» **Exercise aim**
Convert the data below into a JSON array of strings with one string per line, leaving out any blank lines.

########################################

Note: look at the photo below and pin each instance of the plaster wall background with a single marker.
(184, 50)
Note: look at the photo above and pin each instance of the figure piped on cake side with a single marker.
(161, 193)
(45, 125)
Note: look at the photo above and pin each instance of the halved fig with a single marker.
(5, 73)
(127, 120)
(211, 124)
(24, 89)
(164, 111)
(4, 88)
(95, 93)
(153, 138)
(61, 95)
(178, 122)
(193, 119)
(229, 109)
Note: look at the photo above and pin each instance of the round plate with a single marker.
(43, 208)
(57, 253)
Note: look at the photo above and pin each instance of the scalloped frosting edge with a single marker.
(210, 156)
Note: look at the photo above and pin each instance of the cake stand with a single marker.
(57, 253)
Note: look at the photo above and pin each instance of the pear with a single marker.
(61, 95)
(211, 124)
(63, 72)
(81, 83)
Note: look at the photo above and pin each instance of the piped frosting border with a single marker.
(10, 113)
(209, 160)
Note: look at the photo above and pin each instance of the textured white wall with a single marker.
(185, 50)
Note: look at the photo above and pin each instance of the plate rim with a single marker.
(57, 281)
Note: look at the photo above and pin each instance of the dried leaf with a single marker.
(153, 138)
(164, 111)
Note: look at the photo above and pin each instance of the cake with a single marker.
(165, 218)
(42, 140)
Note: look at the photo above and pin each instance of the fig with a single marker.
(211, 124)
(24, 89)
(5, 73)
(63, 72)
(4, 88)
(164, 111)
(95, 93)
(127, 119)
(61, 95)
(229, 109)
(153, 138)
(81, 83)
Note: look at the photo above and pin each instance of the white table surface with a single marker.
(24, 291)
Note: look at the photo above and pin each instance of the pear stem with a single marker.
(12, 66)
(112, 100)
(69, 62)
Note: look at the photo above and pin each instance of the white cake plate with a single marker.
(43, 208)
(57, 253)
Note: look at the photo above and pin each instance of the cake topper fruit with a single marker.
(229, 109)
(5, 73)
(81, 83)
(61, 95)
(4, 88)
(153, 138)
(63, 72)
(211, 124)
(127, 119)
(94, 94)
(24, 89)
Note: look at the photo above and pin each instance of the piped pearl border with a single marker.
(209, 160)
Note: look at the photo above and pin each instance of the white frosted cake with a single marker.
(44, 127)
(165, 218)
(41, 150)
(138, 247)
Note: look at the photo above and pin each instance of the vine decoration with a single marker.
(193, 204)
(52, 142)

########################################

» **Reply to the task**
[
  "Note: look at the photo below and pin each instance of the plaster wall background with a single marker.",
  "(184, 50)",
  "Note: look at the photo above and pin each instance of the figure piped on cake side with a single marker.",
  "(161, 193)",
  "(45, 125)",
  "Note: look at the photo above and pin each instance of the halved fig with a single marker.",
  "(5, 73)",
  "(127, 120)",
  "(211, 124)",
  "(24, 89)",
  "(164, 111)",
  "(4, 88)",
  "(95, 93)",
  "(153, 138)",
  "(61, 95)",
  "(178, 122)",
  "(193, 119)",
  "(229, 109)",
  "Note: look at the photo above and pin each instance of the round plate with a single marker.",
  "(43, 208)",
  "(57, 253)",
  "Note: look at the photo above and pin each instance of the scalloped frosting edge with a single marker.",
  "(210, 156)",
  "Note: look at the photo above and pin each instance of the cake stand with a single marker.",
  "(57, 253)",
  "Note: look at the photo above and pin each instance of the pear with a single marker.",
  "(61, 95)",
  "(211, 124)",
  "(63, 72)",
  "(81, 83)",
  "Note: look at the photo above and pin each instance of the piped frosting border with a single marker.",
  "(10, 113)",
  "(209, 160)",
  "Note: look at the photo above and pin each instance of the textured white wall with a single marker.",
  "(185, 50)",
  "Note: look at the photo above and pin each instance of the plate rim with a single marker.",
  "(57, 281)",
  "Note: look at the photo above and pin each instance of the dried leaf with a single marker.",
  "(153, 138)",
  "(164, 111)",
  "Note: look at the photo above and pin each instance of the cake with a single marker.",
  "(165, 218)",
  "(42, 140)",
  "Note: look at the photo above and pin each instance of the fig with a single marker.",
  "(211, 124)",
  "(24, 89)",
  "(5, 73)",
  "(63, 72)",
  "(4, 88)",
  "(164, 111)",
  "(95, 93)",
  "(127, 119)",
  "(61, 95)",
  "(229, 109)",
  "(153, 138)",
  "(81, 83)",
  "Note: look at the photo above and pin each instance of the white table surface with a single marker.",
  "(24, 291)",
  "Note: look at the photo above and pin each instance of the pear stem with a single marker.",
  "(12, 66)",
  "(112, 100)",
  "(69, 62)",
  "Note: look at the photo above and pin each instance of the white cake plate with a single marker.",
  "(43, 208)",
  "(57, 253)",
  "Note: look at the photo above and pin each instance of the cake topper fruit with a single marker.",
  "(229, 109)",
  "(5, 73)",
  "(81, 83)",
  "(61, 95)",
  "(4, 88)",
  "(153, 138)",
  "(63, 72)",
  "(211, 124)",
  "(127, 119)",
  "(94, 94)",
  "(24, 89)",
  "Note: look at the photo above and pin each instance of the piped pearl border with a single marker.",
  "(209, 160)",
  "Note: look at the photo above and pin each instance of the white frosted cake with a single marker.",
  "(44, 127)",
  "(165, 218)",
  "(41, 150)",
  "(138, 247)",
  "Note: look at the photo above and pin each instance of the vine decoration with a single marker.",
  "(193, 204)",
  "(52, 142)"
]